GOAL OF THE EXERCISE:
Could you turn every line of these rows into a numbered list and leave out the blank lines?

RAW DATA:
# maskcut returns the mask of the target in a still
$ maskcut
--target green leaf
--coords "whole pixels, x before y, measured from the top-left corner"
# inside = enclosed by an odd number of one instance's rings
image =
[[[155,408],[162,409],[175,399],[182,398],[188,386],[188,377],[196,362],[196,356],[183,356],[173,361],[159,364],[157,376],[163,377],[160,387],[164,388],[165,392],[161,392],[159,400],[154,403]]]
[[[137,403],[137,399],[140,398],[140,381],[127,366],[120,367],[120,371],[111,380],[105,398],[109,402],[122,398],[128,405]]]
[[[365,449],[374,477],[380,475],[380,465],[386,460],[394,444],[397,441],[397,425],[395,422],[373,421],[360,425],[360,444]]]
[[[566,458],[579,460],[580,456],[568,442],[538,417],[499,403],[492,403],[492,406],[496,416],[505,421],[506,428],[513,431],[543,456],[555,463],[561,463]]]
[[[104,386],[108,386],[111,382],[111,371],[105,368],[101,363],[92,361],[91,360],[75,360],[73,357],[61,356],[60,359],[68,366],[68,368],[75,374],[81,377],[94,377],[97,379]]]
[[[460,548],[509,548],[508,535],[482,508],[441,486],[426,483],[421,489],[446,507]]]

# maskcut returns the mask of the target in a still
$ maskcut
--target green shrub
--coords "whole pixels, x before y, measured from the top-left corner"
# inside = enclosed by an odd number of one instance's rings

COMPLETE ANSWER:
1. # maskcut returns the mask of the target in a still
2. $ maskcut
3. --target green leaf
4. --coords "whole pixels, x before y, measured from the top-left corner"
5. # inside = enclosed by an odd number of one instance's rings
6. image =
7. [[[155,408],[162,409],[175,399],[182,398],[188,386],[188,377],[196,362],[196,356],[183,356],[173,361],[159,364],[157,376],[163,377],[160,387],[164,388],[165,392],[161,392],[159,400],[154,403]]]
8. [[[137,403],[137,399],[140,398],[140,381],[127,366],[120,367],[120,371],[111,380],[105,398],[109,402],[122,398],[128,405]]]
9. [[[365,449],[374,477],[380,475],[380,465],[386,460],[394,444],[397,441],[397,425],[395,422],[373,421],[360,425],[360,444]]]
10. [[[566,458],[579,460],[580,456],[568,442],[538,417],[499,403],[492,403],[492,406],[496,416],[505,421],[506,428],[513,431],[543,456],[555,463],[561,463]]]
11. [[[104,386],[108,386],[111,382],[111,371],[105,368],[101,363],[92,361],[91,360],[75,360],[73,357],[61,356],[60,359],[68,366],[68,368],[75,374],[81,377],[94,377],[97,379]]]
12. [[[460,548],[509,548],[508,535],[482,508],[441,486],[426,483],[421,489],[446,507]]]
13. # maskcut returns the mask of the target in a still
14. $ maskcut
15. --target green shrub
16. --coords "whole pixels, x before y, measured from the top-left corner"
17. # inside = enclosed by an odd number of one instance's rings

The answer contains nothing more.